(Task inputs):
· · ·

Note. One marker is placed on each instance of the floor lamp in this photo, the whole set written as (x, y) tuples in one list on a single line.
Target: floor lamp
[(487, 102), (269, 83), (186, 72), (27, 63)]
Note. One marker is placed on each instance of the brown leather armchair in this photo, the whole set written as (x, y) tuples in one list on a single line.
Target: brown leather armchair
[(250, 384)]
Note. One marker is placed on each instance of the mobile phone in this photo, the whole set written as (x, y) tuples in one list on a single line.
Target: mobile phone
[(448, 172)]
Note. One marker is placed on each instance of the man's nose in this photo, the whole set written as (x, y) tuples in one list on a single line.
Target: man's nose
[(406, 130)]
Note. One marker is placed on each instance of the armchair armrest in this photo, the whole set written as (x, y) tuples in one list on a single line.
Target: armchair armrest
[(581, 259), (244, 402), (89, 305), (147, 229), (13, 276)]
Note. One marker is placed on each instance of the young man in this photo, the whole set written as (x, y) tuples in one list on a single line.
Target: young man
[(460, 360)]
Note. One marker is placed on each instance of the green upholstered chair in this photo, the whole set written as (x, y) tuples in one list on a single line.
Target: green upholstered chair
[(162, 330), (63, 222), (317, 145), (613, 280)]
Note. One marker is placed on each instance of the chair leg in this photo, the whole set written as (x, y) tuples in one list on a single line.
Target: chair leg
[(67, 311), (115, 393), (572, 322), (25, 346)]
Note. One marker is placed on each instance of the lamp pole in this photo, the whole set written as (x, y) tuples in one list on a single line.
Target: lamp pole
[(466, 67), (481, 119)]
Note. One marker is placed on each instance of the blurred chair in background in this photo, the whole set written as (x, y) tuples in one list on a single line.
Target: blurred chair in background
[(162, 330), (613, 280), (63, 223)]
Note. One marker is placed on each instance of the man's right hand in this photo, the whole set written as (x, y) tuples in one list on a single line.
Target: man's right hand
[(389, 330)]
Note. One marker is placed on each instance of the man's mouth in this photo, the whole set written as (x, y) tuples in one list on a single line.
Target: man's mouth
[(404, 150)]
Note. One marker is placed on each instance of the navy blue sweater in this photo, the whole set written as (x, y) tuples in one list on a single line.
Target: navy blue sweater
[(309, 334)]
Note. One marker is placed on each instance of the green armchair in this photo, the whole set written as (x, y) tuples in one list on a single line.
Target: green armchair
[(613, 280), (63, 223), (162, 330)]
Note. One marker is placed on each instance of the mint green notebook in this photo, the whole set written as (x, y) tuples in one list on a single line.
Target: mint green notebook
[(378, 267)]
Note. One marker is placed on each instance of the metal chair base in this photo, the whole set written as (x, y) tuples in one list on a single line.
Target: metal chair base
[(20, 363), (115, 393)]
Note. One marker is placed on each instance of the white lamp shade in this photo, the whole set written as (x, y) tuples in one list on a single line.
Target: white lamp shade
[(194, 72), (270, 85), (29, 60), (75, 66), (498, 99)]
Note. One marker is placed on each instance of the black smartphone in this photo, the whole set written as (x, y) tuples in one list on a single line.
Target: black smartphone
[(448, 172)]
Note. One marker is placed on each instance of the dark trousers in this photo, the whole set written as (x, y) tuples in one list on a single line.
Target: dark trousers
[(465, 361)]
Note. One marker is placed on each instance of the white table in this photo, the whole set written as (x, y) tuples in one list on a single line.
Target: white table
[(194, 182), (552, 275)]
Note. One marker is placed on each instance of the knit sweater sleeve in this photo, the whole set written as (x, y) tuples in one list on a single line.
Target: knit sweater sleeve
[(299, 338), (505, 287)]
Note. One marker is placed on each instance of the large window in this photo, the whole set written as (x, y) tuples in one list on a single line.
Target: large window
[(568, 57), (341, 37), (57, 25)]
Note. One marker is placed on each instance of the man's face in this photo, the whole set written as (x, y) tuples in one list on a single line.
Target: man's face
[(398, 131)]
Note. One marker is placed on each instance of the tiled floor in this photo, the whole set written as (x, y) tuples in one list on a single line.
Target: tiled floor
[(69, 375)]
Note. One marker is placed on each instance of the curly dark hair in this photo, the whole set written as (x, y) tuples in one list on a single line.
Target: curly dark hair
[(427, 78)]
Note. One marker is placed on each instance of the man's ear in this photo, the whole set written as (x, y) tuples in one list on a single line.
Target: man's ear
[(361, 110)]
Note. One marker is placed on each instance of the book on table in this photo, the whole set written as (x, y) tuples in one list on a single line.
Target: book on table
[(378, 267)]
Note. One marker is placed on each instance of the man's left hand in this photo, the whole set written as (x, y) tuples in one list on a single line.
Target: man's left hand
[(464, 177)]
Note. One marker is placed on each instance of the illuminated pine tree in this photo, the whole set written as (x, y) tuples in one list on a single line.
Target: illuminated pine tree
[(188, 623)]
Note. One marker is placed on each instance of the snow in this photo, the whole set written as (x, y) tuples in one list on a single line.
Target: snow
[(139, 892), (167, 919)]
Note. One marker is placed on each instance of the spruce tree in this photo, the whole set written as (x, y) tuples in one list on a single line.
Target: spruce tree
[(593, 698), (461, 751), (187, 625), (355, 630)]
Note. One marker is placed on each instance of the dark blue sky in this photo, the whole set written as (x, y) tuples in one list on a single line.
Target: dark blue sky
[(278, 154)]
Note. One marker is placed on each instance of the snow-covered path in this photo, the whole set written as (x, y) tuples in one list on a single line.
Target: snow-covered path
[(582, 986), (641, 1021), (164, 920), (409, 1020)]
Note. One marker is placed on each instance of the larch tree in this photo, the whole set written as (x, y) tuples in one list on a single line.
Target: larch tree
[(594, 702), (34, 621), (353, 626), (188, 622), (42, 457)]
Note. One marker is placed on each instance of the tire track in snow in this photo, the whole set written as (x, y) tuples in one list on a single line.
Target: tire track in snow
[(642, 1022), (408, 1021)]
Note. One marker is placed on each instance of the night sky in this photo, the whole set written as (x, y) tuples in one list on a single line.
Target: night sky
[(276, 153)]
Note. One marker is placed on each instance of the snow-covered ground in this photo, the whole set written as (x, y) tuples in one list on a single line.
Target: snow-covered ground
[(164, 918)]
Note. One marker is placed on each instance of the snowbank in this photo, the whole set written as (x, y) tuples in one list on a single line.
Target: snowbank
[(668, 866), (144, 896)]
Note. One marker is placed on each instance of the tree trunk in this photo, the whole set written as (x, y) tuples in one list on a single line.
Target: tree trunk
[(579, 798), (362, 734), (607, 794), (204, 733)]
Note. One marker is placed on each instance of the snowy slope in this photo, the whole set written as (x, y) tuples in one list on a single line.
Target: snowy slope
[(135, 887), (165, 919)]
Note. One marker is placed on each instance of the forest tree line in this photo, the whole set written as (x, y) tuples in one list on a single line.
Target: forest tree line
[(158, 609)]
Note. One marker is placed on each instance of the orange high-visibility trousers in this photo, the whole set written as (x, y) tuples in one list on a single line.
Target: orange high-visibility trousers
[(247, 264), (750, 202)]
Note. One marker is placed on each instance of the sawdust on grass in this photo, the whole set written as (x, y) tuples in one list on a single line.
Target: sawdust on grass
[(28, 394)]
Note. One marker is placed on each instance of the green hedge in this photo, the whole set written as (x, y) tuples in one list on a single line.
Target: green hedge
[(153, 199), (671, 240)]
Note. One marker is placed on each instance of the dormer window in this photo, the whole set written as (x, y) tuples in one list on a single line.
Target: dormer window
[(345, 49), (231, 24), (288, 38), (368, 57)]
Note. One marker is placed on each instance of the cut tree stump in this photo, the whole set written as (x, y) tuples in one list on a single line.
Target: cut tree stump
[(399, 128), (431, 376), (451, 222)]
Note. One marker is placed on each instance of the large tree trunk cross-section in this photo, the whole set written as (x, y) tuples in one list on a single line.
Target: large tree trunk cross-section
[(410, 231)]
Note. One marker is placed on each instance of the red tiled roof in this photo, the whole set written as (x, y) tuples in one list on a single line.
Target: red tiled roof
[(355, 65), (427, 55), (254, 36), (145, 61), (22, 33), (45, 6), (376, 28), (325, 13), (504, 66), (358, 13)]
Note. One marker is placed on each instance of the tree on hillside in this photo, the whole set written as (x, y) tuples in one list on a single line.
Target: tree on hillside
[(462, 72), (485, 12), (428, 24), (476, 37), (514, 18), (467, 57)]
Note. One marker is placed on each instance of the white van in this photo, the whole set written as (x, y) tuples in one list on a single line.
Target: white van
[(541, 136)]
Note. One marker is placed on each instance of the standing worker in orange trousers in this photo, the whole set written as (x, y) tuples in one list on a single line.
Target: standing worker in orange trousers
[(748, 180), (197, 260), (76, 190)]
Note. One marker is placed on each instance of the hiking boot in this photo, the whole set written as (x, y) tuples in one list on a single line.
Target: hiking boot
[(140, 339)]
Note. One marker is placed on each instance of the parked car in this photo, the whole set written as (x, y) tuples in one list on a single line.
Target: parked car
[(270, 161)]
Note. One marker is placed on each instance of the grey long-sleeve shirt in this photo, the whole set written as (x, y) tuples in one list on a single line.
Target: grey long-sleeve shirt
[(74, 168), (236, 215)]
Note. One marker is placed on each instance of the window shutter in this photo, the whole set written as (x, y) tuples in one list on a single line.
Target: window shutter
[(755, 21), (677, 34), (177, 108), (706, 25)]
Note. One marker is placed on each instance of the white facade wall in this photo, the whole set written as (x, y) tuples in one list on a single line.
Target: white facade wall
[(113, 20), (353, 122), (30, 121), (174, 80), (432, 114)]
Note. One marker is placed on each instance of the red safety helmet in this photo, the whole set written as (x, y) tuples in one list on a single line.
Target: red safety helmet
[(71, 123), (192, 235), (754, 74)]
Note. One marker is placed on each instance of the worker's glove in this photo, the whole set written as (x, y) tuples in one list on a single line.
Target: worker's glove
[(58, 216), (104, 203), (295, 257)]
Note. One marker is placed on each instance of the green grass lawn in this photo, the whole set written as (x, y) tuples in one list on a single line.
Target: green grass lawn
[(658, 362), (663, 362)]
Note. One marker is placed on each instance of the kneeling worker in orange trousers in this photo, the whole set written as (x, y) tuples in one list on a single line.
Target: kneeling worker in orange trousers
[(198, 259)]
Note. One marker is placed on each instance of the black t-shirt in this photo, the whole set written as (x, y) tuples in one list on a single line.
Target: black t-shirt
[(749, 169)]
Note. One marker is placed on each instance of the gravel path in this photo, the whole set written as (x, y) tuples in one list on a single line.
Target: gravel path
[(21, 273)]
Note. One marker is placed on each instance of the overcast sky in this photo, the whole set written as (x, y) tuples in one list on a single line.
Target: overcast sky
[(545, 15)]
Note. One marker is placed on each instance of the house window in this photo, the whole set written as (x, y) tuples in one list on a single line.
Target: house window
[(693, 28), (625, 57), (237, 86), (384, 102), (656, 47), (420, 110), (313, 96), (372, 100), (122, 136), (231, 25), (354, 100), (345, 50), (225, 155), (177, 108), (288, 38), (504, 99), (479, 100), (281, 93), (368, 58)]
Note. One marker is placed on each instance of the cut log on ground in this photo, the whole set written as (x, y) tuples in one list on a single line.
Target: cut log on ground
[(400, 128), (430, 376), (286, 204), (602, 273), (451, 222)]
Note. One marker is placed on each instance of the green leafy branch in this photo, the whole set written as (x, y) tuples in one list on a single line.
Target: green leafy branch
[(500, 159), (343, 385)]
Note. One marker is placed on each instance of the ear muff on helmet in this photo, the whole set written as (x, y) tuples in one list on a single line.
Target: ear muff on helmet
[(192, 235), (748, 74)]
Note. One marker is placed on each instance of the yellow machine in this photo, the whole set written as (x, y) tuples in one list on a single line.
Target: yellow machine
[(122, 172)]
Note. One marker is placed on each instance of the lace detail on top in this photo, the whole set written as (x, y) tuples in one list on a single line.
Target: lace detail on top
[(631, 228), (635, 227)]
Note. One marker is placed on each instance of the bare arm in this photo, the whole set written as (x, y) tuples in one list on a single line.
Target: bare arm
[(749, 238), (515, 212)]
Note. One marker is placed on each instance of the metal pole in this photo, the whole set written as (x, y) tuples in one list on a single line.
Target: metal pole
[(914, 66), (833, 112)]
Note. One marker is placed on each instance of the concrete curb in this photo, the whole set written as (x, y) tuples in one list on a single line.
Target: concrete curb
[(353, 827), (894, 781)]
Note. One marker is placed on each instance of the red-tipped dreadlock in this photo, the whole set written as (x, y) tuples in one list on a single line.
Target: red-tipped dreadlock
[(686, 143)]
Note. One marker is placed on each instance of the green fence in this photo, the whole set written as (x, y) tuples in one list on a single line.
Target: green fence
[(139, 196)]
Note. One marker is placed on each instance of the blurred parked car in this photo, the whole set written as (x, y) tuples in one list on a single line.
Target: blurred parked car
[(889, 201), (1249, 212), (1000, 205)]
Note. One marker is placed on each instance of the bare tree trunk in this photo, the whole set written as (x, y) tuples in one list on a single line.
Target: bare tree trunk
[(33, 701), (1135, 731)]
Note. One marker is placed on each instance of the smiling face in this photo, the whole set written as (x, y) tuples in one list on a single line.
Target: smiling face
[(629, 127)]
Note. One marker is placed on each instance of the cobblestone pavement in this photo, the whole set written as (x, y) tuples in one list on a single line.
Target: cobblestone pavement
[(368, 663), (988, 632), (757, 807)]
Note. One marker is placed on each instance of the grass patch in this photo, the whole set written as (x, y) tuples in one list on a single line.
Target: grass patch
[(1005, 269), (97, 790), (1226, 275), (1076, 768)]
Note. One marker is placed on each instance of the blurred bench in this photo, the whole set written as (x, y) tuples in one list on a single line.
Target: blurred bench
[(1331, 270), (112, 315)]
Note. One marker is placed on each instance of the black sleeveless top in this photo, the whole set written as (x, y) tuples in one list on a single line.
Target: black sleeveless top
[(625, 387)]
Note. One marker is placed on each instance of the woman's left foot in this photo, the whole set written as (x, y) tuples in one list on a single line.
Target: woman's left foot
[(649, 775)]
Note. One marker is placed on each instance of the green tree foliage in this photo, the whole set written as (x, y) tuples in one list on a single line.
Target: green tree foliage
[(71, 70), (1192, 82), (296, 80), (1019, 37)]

· · ·

(Work required):
Print exactly the lines from the one with "the black sleeveless" through the end of the data, inclusive.

(Right answer):
Note. One marker is placed on each instance of the black sleeveless top in this photo, the whole set written as (x, y) tuples in one list on a single line.
Target: black sleeveless top
[(625, 387)]
Note. One marker is placed on each instance of the woman's left foot in this photo, the whole set written as (x, y) tuples in one list on a single line.
Target: woman's left foot
[(649, 775)]
Note. One marker is placed on each instance of the green tree foliage in this photo, the whole set written as (x, y) tuples in one list on a single line.
Target: green tree foliage
[(71, 70), (1192, 82), (296, 80), (1019, 37)]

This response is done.